- [EXERCISE 1]
For the ViPR description, decide whether each statement below agrees with it: (a) ViPR is one of five Bioinformatics Resource Centers funded by NIAID; (b) NIAID is itself an agency of the United States Department of Health and Human Services; (c) immune epitopes are among the data types in ViPR. Answer yes or no for each and quote the words of the ViPR description that settle it.
- [EXERCISE 2]
Copy the ViPR description word for word from "The ViPR database" to "Rhabdoviridae, and Togaviridae.".

- [SUPPLIED TEXT]
- VIPR logo
- Website: www.viprbrc.org

= Virus Pathogen Database and Analysis Resource =

The Virus Pathogen Database and Analysis Resource (ViPR) is an integrative and comprehensive publicly available database and analysis resource to search, analyze, visualize, save and share data for viral pathogens in the U.S. National Institute of Allergy and Infectious Diseases (NIAID) Category A-C Priority Pathogen lists for biodefense research, and other viral pathogens causing emerging/reemerging infectious diseases. ViPR is one of the five Bioinformatics Resource Centers (BRC) funded by NIAID, a component of the National Institutes of Health (NIH), which is an agency of the United States Department of Health and Human Services.

==Virus families covered in ViPR==

The ViPR database includes genomes from these viral families: Arenaviridae, Bunyaviridae, Caliciviridae, Coronaviridae, Filoviridae, Flaviviridae, Hepeviridae, Herpesviridae, Paramyxoviridae, Picornaviridae, Poxviridae, Reoviridae, Rhabdoviridae, and Togaviridae.

== Data types in ViPR ==
- Genomes
- Genome annotations
- Genes & proteins
- Predicted protein domains and motifs
- Immune epitopes
- Sequence Features
- Orthologous protein clusters
- 3D protein structure
- Clinical metadata
- Host factor data

== Analysis and visualization tools in ViPR ==
- BLAST: provides a variety of custom ViPR databases to identify the most related sequence(s)

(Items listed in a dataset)
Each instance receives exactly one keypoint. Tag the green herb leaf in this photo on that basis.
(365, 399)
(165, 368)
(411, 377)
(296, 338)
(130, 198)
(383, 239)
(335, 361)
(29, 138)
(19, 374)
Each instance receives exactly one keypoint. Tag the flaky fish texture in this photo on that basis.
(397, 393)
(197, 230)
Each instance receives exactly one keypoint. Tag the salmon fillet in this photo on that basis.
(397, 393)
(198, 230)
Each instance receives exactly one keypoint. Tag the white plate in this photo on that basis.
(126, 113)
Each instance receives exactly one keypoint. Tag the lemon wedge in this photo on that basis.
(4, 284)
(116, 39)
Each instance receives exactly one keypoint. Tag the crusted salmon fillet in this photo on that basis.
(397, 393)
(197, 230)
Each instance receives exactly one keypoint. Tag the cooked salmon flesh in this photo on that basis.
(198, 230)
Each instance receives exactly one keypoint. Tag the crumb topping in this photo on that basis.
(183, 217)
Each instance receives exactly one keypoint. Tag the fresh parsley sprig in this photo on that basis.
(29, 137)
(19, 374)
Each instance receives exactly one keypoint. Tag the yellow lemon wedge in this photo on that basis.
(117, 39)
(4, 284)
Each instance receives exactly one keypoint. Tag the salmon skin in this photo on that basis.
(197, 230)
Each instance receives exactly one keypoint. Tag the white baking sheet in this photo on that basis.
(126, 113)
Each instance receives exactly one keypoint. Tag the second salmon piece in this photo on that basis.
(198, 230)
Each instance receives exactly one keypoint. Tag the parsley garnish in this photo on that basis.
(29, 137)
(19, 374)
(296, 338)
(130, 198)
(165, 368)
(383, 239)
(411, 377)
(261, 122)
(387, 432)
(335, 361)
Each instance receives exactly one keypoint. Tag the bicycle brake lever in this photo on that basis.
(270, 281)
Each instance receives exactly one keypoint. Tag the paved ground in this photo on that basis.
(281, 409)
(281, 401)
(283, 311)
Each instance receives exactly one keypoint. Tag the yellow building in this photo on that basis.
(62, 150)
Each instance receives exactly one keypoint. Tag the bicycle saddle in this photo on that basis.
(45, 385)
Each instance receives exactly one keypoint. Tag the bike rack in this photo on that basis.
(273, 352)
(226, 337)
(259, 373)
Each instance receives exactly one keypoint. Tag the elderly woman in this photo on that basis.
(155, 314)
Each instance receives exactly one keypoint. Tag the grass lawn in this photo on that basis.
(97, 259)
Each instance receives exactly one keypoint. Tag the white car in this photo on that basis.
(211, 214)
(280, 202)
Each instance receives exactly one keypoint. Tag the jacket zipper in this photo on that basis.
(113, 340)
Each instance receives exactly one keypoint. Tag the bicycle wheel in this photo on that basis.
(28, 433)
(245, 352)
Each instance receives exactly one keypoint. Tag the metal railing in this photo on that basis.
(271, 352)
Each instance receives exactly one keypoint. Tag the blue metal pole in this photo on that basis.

- [RESULT 1]
(a) Yes: "ViPR is one of the five Bioinformatics Resource Centers (BRC) funded by NIAID"
(b) No: "NIAID, a component of the National Institutes of Health (NIH), which is an agency of the United States Department of Health and Human Services"
(c) Yes: "Immune epitopes"

- [RESULT 2]
The ViPR database includes genomes from these viral families: Arenaviridae, Bunyaviridae, Caliciviridae, Coronaviridae, Filoviridae, Flaviviridae, Hepeviridae, Herpesviridae, Paramyxoviridae, Picornaviridae, Poxviridae, Reoviridae, Rhabdoviridae, and Togaviridae.